Every line in the listing is to be echoed verbatim.

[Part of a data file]
┌──

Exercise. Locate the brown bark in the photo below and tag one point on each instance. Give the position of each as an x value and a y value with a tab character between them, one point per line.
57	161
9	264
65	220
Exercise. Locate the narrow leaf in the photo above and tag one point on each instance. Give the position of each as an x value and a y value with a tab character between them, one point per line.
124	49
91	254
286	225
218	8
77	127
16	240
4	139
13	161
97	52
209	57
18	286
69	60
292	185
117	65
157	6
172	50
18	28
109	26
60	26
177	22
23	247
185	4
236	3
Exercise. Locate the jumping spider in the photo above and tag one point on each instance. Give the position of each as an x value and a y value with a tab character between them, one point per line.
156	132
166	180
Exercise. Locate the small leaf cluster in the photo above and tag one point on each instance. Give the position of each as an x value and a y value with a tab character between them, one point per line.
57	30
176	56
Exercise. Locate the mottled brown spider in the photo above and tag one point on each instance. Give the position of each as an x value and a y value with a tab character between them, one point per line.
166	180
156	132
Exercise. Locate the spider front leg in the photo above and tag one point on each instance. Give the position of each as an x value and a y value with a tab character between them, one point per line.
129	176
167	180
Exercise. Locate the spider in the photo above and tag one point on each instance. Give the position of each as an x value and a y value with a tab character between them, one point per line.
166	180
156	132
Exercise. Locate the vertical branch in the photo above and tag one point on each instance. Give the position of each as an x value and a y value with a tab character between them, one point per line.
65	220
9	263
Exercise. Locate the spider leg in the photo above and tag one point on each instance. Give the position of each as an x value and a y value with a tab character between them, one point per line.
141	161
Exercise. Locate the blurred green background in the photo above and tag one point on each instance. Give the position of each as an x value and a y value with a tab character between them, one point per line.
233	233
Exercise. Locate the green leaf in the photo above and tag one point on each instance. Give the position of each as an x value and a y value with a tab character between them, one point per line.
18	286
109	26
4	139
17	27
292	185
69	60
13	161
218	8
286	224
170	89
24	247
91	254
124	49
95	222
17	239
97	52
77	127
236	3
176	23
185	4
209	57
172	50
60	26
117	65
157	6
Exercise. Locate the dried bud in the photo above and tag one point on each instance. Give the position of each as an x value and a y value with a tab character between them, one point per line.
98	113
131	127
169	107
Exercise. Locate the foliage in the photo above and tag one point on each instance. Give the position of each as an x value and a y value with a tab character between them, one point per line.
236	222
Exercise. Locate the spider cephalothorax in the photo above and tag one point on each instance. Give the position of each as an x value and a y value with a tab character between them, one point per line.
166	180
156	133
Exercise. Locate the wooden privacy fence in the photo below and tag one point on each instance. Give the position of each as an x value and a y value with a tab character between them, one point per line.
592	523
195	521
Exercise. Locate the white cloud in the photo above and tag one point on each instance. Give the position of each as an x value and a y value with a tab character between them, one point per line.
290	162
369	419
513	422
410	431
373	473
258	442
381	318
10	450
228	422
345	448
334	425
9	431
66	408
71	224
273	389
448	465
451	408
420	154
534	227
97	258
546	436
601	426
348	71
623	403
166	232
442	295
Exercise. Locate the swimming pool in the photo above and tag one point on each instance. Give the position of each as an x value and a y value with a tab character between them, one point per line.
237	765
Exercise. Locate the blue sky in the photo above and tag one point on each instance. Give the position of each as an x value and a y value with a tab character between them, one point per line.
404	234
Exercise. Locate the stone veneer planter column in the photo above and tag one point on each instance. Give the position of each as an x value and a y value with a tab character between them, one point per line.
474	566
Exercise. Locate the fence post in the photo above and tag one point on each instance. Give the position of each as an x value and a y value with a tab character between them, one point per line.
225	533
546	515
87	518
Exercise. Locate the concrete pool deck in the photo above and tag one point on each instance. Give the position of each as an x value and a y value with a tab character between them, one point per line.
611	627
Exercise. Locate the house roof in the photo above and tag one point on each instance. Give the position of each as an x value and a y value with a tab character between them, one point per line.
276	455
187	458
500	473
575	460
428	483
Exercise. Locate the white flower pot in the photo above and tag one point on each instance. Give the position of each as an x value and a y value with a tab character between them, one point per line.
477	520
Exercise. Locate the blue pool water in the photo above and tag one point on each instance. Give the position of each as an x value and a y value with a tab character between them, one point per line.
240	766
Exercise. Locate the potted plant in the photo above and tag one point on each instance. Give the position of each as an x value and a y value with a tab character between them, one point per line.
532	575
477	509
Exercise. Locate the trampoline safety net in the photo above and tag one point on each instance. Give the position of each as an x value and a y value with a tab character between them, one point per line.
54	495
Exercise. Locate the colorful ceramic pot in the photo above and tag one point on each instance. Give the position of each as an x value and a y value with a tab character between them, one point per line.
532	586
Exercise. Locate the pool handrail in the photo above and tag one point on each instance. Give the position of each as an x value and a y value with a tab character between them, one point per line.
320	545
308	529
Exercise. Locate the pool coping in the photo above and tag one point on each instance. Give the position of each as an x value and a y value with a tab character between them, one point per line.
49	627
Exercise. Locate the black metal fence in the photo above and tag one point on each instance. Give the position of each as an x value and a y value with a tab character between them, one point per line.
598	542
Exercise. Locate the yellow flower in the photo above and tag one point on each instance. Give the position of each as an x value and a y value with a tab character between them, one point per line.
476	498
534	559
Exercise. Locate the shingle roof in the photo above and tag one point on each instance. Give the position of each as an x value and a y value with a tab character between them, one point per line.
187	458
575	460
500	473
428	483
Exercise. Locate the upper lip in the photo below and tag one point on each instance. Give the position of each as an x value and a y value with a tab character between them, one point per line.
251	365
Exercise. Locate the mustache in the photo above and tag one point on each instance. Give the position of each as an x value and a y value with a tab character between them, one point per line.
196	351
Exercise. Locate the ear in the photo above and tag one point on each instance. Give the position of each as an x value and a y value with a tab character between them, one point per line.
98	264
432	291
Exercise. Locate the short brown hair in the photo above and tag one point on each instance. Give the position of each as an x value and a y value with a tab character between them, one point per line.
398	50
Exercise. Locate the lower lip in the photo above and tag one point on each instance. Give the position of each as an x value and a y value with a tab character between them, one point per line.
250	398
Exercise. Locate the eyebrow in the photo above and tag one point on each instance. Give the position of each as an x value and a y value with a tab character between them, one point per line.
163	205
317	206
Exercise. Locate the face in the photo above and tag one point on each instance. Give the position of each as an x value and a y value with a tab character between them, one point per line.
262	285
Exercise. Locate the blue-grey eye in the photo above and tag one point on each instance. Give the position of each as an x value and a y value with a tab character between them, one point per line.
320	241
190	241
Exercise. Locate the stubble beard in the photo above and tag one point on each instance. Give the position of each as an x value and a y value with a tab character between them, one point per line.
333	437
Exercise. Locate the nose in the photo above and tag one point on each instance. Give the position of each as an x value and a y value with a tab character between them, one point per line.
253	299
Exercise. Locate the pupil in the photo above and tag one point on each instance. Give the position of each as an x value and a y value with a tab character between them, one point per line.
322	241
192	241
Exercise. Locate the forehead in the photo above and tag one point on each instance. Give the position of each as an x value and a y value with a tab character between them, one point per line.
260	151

└──

_ANSWER TO THIS EXERCISE:_
Exercise. Locate the brown bark in the photo below and tag one point on each instance. Give the position of each as an x value and a y value with a tab character between them, one point per line.
57	161
9	264
65	220
Exercise. Locate the narrow leaf in the photo above and tag one point on each instance. Give the position of each as an x value and a y value with a tab character between them, one point per line.
124	49
91	254
286	225
218	8
77	127
16	240
4	139
13	161
97	52
209	57
18	286
69	60
292	185
117	65
157	6
172	50
18	28
109	26
60	26
177	22
23	247
185	4
236	3
Exercise. Locate the jumping spider in the photo above and tag one point on each instance. Give the position of each as an x value and a y value with a tab character between them, one point per line.
156	132
166	180
Exercise. Locate the small leaf cluster in the photo above and tag one point on each instance. Give the position of each as an x value and a y value with a tab character between them, one point per line.
57	30
176	56
Exercise. Locate the mottled brown spider in the photo above and tag one point on each instance. Give the position of each as an x value and a y value with a tab character between them, one point per line.
166	180
156	132
Exercise. Locate the spider front leg in the photo above and tag one point on each instance. Give the position of each as an x value and a y value with a tab character between them, one point per line.
129	176
167	180
Exercise. Locate the spider in the photo above and tag one point on each instance. Give the position of each as an x value and a y value with a tab character between them, one point per line.
166	180
156	132
Exercise. Locate the vertical branch in the photo above and tag one point on each instance. Give the position of each as an x value and a y value with a tab character between them, one point per line.
65	220
9	263
Exercise. Locate the spider leg in the photo above and tag one point on each instance. Give the position of each as an x value and a y value with a tab character between them, one point per line.
141	161
Exercise. Locate the blurred green background in the photo above and tag one point on each instance. Give the position of each as an x value and a y value with a tab character between them, one point per line.
233	233
Exercise. Locate the green leaf in the photo above and tag one point on each instance. Give the position of each as an x value and a y value with a tab character between them, one point per line.
18	286
109	26
4	139
17	27
292	185
69	60
13	161
218	8
286	224
170	89
24	247
91	254
124	49
95	222
17	239
97	52
77	127
236	3
176	23
185	4
209	57
172	50
60	26
117	65
157	6
Exercise. Locate the dried bud in the photo above and tag one point on each instance. Give the position of each as an x value and a y value with a tab character between them, one point per line.
98	113
131	127
169	107
Exercise. Locate the foliage in the photo above and tag one point on each instance. Give the position of each as an x value and a y value with a tab character between them, one point per line.
236	222
Exercise. Locate the spider cephalothorax in the photo above and tag one point on each instance. Give the position of each as an x value and a y value with a tab character between them, one point per line.
166	180
156	133
Exercise. Locate the wooden privacy fence in the photo below and tag one point on each instance. Give the position of each as an x value and a y value with a tab character between them, one point per line.
592	523
195	521
Exercise. Locate the white cloud in the photo above and tag one point on each instance. Give the position of each as an x value and a y value with a tab character between them, one point per line.
290	162
369	419
513	422
410	431
373	473
258	442
381	318
10	450
228	422
345	448
334	425
9	431
66	408
71	224
273	389
448	465
451	408
420	154
534	227
97	258
546	436
601	426
348	71
623	403
166	232
442	295
Exercise. Locate the swimming pool in the photo above and tag one point on each instance. Give the position of each as an x value and a y value with a tab character between them, one point per line.
237	765
Exercise. Locate the blue sky in the photo above and tag one point on each instance. Give the position of each as an x value and a y value with a tab character between them, one point per line.
404	234
Exercise. Locate the stone veneer planter column in the photo above and tag one point on each instance. Give the position of each as an x value and a y value with a tab character between them, one point per line.
474	566
Exercise. Locate the fence post in the photo above and tag one point on each instance. Give the position of each as an x value and a y value with a tab character between them, one point per line.
225	533
546	515
87	518
Exercise. Locate the concrete pool deck in the photo above and tag one point on each instance. Give the position of each as an x value and a y value with a tab character between them, one point per line.
611	627
Exercise. Locate the house roof in the photo above and tag one point on each instance. Give the position of each as an x value and a y value with a tab character between them, one point per line.
276	455
187	458
500	473
575	460
428	483
Exercise. Locate the white flower pot in the photo above and tag one point on each instance. Give the position of each as an x value and a y value with a tab character between them, one point per line.
477	520
Exercise. Locate the blue pool water in the photo above and tag one point on each instance. Give the position of each as an x value and a y value with a tab character between them, one point per line.
240	766
Exercise. Locate the potted plant in the photo above and tag one point on each instance. Give the position of each as an x value and a y value with a tab character between them, one point per line.
532	575
477	509
Exercise. Locate the trampoline safety net in the photo above and tag one point on each instance. Give the position of each as an x value and a y value with a tab character between them, one point per line.
54	495
Exercise. Locate the colorful ceramic pot in the photo above and tag one point on each instance. Give the position of each as an x value and a y value with a tab character between them, one point per line.
532	586
Exercise. Locate the pool handrail in the photo above and tag one point on each instance. Give the position of each as an x value and a y value with a tab character between them, one point per line.
320	545
308	529
Exercise. Locate the pool coping in the photo above and tag one point on each instance. Give the position of each as an x value and a y value with a tab character between them, one point per line.
49	627
Exercise. Locate the black metal fence in the photo above and tag one point on each instance. Give the position of each as an x value and a y value with a tab character between them, one point per line.
598	542
Exercise. Locate the yellow flower in the photo above and tag one point on each instance. Give the position of each as an x value and a y value with a tab character between them, one point per line.
476	498
534	559
Exercise. Locate the shingle roof in the photo above and tag one point on each instance. Give the position of each as an x value and a y value with a tab character between them, one point per line.
187	458
575	460
500	473
428	483
Exercise. Locate the upper lip in the photo below and tag one point on each instance. Give the position of each as an x value and a y value with a tab character between them, one point per line.
251	365
Exercise. Locate the mustache in the photo above and tag one point on each instance. Give the position of each as an x value and a y value with a tab character between them, one point per line.
196	351
Exercise. Locate the ear in the photo above and tag one point on each instance. Give the position of each as an x value and a y value with a tab character between them, one point per line.
98	264
432	291
Exercise. Locate the short brown hair in the photo above and tag one point on each instance. Give the position of each as an x value and a y value with a tab character between them, one point per line.
398	50
Exercise. Locate the lower lip in the photo above and tag one point on each instance. Give the position of each as an x value and a y value with a tab character between them, one point per line.
250	398
Exercise. Locate the eyebrow in the photo above and tag one point on each instance. Give the position of each as an x value and a y value with a tab character between them, one point per line.
163	205
317	206
Exercise. Locate the face in the photo above and tag one point on each instance. Give the position of each as an x value and a y value with a tab character between them, one point per line.
262	285
Exercise. Locate the blue-grey eye in the photo above and tag one point on each instance. Give the position of each as an x value and a y value with a tab character between them, one point per line.
320	241
190	241
Exercise. Locate the stubble beard in the photo above and tag one point on each instance. Give the position of each as an x value and a y value with a tab character between them, one point per line.
333	437
Exercise. Locate the nose in the photo above and tag one point on each instance. Give the position of each as an x value and a y value with a tab character between them, one point per line.
253	299
Exercise. Locate the pupil in the photo above and tag one point on each instance. Give the position of each as an x value and a y value with a tab character between them, one point per line.
322	241
192	241
Exercise. Locate the forehead in the photo above and tag one point on each instance. Give the position of each as an x value and a y value with a tab character between them, one point per line.
260	151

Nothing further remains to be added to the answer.